» **ASSIGNMENT**
Restate exactly the lines from the top of the listing below to the line containing "the sun ray"; the remaining lines are not wanted.

» **INPUT RECORDS**
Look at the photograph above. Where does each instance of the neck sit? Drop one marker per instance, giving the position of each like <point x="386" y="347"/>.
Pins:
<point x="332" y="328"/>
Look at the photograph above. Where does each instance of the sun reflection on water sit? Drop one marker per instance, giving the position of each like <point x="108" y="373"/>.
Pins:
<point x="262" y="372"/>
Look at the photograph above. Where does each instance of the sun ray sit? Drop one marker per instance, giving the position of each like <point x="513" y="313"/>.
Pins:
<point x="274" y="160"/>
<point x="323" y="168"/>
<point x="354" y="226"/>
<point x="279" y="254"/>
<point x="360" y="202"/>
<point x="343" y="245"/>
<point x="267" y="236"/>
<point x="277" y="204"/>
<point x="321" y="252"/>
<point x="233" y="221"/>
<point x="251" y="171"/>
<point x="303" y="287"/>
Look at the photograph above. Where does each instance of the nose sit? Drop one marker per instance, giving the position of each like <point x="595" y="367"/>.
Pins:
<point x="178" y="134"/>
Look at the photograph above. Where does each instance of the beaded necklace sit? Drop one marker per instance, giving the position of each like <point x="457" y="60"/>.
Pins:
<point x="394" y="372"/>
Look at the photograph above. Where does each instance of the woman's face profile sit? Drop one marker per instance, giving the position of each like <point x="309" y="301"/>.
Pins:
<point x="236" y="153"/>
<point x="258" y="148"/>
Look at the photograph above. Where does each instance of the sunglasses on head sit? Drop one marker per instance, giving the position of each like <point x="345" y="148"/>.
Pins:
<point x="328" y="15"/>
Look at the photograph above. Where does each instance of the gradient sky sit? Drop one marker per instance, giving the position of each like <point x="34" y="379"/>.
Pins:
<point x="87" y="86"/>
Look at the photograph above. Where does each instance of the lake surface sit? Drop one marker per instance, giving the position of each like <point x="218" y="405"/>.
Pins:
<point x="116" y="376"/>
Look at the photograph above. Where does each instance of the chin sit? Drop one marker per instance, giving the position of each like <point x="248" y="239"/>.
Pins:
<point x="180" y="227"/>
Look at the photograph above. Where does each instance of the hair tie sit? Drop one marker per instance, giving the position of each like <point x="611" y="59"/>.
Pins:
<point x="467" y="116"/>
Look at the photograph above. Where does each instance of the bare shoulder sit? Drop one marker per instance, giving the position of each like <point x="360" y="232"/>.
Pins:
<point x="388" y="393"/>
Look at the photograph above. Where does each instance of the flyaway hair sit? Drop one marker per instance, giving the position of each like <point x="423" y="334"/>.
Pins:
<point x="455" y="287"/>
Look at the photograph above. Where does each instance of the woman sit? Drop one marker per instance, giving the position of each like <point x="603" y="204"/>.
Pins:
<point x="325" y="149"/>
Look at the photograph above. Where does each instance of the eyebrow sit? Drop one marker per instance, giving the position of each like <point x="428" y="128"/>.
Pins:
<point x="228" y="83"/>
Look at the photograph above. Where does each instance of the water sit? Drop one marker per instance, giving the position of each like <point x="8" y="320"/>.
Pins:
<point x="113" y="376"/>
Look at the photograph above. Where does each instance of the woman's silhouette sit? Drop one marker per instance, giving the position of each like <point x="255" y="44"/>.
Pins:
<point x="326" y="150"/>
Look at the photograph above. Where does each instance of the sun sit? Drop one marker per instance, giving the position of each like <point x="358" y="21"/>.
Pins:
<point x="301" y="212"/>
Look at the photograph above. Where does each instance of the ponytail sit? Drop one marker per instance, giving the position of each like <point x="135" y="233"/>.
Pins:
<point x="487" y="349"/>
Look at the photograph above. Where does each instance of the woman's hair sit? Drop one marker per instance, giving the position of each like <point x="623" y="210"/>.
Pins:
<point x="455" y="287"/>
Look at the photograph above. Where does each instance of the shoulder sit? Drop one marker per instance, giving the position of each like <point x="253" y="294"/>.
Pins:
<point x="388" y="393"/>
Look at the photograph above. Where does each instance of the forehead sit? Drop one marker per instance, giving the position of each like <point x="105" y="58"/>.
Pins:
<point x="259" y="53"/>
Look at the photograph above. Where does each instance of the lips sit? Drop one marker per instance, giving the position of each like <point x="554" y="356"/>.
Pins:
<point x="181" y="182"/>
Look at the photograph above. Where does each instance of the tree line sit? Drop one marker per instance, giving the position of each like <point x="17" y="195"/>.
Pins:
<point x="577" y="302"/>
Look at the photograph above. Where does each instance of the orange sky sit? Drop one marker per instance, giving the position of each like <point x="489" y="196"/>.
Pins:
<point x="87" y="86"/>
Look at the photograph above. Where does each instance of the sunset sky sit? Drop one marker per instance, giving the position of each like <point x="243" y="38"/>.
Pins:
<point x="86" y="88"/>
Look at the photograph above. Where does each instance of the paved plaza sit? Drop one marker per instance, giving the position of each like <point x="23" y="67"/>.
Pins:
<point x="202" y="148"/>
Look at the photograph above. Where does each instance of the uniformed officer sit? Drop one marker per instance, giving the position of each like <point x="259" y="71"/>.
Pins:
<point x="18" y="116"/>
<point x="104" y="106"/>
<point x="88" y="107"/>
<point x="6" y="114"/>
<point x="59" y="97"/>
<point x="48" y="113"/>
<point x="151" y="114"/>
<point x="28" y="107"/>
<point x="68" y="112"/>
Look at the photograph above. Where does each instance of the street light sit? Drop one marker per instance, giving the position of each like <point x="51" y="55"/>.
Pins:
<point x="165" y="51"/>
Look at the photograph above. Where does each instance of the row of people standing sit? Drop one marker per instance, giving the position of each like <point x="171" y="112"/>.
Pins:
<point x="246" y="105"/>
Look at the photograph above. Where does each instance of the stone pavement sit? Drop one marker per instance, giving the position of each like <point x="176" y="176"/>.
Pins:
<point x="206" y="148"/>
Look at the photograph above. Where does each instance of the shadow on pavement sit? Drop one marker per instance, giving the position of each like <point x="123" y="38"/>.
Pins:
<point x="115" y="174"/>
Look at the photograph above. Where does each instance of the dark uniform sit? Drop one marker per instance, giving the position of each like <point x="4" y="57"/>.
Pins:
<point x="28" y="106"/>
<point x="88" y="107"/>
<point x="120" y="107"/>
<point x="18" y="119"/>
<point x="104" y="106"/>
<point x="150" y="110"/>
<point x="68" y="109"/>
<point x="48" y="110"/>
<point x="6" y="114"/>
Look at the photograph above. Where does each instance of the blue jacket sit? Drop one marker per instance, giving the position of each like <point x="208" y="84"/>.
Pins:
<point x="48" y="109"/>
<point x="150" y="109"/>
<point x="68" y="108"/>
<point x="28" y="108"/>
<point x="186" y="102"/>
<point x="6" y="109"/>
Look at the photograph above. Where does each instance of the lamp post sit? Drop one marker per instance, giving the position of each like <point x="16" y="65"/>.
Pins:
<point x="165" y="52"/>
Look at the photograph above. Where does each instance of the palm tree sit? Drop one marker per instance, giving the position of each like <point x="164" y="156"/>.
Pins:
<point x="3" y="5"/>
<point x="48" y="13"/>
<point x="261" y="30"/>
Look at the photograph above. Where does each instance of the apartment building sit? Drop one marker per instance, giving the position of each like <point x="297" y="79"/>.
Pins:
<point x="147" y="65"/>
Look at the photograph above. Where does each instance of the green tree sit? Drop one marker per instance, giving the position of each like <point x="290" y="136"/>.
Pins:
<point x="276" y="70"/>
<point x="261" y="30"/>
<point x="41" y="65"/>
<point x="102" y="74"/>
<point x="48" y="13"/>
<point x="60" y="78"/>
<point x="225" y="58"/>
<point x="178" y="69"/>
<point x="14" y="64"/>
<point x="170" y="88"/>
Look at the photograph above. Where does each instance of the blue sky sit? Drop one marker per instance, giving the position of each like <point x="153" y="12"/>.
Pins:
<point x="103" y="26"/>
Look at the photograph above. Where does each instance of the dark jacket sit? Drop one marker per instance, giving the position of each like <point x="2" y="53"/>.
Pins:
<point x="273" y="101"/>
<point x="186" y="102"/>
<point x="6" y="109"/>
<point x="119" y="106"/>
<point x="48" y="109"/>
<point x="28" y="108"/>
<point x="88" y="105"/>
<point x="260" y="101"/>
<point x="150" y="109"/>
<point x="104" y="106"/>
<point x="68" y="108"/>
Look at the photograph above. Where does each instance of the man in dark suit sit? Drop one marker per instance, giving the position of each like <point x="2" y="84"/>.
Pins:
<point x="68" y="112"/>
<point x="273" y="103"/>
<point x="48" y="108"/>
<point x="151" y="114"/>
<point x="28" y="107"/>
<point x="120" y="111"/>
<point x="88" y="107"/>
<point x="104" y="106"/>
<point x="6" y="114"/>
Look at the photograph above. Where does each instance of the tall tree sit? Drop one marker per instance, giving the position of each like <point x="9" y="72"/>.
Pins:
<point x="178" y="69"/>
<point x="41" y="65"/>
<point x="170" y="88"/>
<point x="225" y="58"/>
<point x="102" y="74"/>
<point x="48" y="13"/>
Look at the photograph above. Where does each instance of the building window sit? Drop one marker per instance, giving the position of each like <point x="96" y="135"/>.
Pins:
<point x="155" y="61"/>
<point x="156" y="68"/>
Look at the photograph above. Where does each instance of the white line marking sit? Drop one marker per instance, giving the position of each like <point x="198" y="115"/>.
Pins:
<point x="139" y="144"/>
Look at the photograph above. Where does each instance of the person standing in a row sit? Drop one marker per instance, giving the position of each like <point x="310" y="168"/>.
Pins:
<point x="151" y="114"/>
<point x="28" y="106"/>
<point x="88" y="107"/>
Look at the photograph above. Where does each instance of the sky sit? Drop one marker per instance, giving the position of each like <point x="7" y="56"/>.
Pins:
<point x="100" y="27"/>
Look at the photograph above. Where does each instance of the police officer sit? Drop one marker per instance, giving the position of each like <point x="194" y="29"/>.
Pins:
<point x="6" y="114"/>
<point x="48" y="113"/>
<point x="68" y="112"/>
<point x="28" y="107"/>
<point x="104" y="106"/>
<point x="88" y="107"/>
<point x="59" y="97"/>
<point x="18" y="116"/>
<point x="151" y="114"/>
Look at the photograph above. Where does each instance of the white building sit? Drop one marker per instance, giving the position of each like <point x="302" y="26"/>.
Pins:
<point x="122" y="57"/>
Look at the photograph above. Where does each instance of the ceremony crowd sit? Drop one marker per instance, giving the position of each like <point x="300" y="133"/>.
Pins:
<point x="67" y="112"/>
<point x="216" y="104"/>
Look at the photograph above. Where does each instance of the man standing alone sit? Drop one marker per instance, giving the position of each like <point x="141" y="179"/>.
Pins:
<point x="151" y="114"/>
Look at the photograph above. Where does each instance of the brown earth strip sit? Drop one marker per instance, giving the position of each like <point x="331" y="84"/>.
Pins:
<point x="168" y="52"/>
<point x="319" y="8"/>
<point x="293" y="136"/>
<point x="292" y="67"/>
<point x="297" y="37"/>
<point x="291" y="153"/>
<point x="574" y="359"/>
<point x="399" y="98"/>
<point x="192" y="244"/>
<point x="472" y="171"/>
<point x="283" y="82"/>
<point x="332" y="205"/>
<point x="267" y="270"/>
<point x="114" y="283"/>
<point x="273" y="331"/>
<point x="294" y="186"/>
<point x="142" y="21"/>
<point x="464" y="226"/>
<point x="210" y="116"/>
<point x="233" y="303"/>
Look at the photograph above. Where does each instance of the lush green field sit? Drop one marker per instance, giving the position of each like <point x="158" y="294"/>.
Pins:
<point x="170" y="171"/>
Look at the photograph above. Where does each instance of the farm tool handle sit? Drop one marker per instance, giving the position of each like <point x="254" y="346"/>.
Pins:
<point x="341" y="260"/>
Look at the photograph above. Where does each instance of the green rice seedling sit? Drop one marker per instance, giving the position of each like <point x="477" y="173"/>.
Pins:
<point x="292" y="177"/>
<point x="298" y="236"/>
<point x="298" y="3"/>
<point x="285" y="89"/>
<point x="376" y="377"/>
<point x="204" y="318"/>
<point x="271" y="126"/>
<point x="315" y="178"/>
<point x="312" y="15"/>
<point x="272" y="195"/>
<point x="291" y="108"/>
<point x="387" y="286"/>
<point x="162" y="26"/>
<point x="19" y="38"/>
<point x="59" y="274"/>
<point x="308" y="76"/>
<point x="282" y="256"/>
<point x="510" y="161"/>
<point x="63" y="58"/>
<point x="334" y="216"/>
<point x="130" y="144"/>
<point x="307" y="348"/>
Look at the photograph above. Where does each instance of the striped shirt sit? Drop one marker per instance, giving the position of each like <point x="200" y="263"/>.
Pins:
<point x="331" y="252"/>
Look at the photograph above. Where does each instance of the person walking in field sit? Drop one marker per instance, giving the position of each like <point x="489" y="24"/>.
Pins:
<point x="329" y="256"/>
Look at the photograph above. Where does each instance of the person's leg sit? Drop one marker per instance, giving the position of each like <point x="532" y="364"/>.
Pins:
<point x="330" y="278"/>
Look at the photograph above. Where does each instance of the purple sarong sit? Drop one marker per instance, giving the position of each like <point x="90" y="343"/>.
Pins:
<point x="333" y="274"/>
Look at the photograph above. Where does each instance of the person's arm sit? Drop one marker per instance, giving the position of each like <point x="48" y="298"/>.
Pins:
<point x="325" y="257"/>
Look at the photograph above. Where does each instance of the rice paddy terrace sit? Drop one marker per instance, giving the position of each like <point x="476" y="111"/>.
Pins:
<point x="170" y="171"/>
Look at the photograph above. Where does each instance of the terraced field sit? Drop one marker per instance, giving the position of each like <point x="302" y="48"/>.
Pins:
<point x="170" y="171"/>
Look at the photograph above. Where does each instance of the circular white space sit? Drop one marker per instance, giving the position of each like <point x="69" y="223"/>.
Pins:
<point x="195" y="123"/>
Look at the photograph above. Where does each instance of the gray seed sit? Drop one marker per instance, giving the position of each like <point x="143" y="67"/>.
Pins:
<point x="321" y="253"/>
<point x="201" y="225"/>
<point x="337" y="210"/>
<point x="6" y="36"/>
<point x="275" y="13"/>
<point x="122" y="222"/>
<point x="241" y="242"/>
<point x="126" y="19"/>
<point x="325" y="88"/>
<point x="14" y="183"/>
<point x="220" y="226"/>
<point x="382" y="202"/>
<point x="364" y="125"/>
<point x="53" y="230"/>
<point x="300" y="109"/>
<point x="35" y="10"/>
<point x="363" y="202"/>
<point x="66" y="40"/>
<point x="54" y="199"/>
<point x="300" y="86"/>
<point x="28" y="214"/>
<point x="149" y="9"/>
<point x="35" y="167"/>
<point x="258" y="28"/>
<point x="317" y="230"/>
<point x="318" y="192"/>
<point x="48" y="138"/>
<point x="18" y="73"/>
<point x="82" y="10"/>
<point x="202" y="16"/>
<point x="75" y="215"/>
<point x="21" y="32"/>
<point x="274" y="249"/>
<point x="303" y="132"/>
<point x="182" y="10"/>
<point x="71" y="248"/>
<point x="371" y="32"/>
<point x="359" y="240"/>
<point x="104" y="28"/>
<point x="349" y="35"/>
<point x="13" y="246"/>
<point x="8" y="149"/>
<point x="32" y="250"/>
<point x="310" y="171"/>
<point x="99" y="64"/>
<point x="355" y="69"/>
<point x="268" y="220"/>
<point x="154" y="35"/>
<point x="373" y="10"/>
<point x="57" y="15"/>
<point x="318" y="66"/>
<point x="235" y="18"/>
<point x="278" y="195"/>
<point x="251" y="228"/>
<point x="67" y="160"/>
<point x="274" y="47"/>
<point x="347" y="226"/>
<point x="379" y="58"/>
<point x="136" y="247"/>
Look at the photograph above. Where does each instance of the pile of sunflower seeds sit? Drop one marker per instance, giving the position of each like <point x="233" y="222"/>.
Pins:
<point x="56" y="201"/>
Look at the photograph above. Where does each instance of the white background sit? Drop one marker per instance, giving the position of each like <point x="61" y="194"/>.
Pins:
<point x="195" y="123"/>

» **RESPONSE**
Look at the photograph above. Where does each instance of the neck sit? Drop one marker per instance, giving the position of each like <point x="386" y="347"/>.
Pins:
<point x="332" y="328"/>
Look at the photograph above. Where does each instance of the sun reflection on water sit? Drop one marker per instance, giving the position of each like <point x="108" y="373"/>.
Pins:
<point x="262" y="372"/>
Look at the photograph above. Where does each instance of the sun ray sit? Drop one marker per instance, giving the position of each like <point x="513" y="313"/>.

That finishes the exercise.